# WHAT THE EXERCISE ASKS
Transcribe the Duc du Maine passage word for word, beginning at "Duc du Maine" and stopping after "in Lorient, France.".

# SOURCE EXCERPT
Duc du Maine (along with the Aurore) was a slave ship that  on June 6, 1719 brought the first African slaves to Louisiana. She had carried them from Senegambia.

Voyages
The ship could carry 500 to 600 slaves. Several voyages have been documented in the Trans Atlantic Slave Database.

First voyage
The first documented slave voyage (Voyage 32884) was in 1719 under Capt. de Lauduoine. began at Port Louis, France. Slaves were purchased at Whydah, and landed at Biloxi. Other sources state that after three months at sea, the first landing occurred at Dauphin Island with 250 slaves. The voyage ended in Lorient, France.

Second voyage
The second voyage, (Voyage 32851), under Capt. N. Roseau with 349 slaves, arrived in March 1721. The voyage also began in France, but the slaves were purchased in the Bight of Benin, and disembarked on the Gulf Coast.

# EXCERPTED DATA
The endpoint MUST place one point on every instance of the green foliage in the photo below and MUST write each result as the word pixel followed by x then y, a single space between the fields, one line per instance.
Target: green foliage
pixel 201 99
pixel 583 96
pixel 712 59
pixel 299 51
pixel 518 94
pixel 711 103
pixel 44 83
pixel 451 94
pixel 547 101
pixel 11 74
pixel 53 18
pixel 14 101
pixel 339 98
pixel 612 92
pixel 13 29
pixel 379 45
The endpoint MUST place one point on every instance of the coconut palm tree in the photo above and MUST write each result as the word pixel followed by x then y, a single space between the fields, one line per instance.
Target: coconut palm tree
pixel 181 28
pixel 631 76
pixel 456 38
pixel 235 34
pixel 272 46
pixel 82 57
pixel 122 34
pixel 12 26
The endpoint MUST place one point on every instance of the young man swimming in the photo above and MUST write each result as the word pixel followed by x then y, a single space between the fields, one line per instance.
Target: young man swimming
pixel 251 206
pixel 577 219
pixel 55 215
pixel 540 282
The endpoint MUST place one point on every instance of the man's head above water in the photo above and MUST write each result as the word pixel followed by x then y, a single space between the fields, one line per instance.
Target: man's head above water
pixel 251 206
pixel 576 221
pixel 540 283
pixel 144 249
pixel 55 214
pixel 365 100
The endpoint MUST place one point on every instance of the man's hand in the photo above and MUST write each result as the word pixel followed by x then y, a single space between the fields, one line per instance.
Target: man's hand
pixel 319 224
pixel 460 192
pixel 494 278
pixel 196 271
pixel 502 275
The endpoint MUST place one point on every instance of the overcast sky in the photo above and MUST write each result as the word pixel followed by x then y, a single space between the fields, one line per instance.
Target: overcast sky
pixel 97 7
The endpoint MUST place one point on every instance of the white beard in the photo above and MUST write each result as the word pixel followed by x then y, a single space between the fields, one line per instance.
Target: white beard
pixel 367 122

# RESULT OF THE EXERCISE
Duc du Maine (along with the Aurore) was a slave ship that  on June 6, 1719 brought the first African slaves to Louisiana. She had carried them from Senegambia.

Voyages
The ship could carry 500 to 600 slaves. Several voyages have been documented in the Trans Atlantic Slave Database.

First voyage
The first documented slave voyage (Voyage 32884) was in 1719 under Capt. de Lauduoine. began at Port Louis, France. Slaves were purchased at Whydah, and landed at Biloxi. Other sources state that after three months at sea, the first landing occurred at Dauphin Island with 250 slaves. The voyage ended in Lorient, France.